### Stored rows
•••

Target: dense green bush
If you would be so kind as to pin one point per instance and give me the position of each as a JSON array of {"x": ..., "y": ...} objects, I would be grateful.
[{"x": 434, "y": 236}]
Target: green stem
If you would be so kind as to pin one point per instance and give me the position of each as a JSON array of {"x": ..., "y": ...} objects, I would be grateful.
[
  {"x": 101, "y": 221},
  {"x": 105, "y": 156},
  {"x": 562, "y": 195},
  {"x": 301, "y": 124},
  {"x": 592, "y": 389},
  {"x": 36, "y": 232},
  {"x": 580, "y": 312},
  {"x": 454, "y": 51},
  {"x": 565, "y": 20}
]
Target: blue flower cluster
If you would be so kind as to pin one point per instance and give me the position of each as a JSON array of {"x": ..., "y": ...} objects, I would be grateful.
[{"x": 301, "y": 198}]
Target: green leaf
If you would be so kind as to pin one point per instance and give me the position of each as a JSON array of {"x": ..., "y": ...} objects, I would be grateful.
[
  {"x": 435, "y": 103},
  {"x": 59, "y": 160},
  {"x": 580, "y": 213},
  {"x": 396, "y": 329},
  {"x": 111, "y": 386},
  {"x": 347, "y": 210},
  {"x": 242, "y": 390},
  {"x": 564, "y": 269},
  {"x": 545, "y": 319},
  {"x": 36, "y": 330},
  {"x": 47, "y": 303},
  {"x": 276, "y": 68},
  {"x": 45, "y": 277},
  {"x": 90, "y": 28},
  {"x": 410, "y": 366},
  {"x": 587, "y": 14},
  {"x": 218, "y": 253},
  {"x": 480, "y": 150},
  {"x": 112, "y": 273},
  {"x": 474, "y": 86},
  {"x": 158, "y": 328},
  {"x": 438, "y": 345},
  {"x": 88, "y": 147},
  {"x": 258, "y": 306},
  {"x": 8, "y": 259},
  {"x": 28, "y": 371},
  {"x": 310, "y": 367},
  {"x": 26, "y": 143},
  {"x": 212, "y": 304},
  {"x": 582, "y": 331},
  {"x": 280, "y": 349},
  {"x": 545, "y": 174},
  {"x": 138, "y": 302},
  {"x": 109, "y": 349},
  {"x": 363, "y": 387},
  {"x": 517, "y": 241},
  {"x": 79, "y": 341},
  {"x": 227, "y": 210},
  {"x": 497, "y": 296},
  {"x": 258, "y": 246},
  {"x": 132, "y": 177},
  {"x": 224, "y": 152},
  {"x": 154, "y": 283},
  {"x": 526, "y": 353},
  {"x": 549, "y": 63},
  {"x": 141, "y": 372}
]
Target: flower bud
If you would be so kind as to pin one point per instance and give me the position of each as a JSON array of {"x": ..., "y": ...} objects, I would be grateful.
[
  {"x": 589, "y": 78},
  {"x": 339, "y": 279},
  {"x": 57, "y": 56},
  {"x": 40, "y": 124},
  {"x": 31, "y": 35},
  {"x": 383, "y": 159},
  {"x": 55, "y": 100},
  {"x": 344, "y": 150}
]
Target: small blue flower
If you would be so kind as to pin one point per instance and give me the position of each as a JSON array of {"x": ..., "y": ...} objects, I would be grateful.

•••

### Description of the task
Write out the lines above exactly as they appear, beginning at the line that contains "Target: flower bud" and continuing through the end of the lines.

### Result below
Target: flower bud
If you would be so kind as to pin one point per instance and give me the position of each as a JSON array of {"x": ..., "y": ...} objects, I would be grateful.
[
  {"x": 589, "y": 78},
  {"x": 339, "y": 279},
  {"x": 57, "y": 56},
  {"x": 40, "y": 124},
  {"x": 31, "y": 35},
  {"x": 383, "y": 159},
  {"x": 55, "y": 100},
  {"x": 344, "y": 150}
]
Target: small blue flower
If you would be so kind as to pin one point per instance and give me the position of each as a JSON array of {"x": ..., "y": ...} objects, I would be grateful.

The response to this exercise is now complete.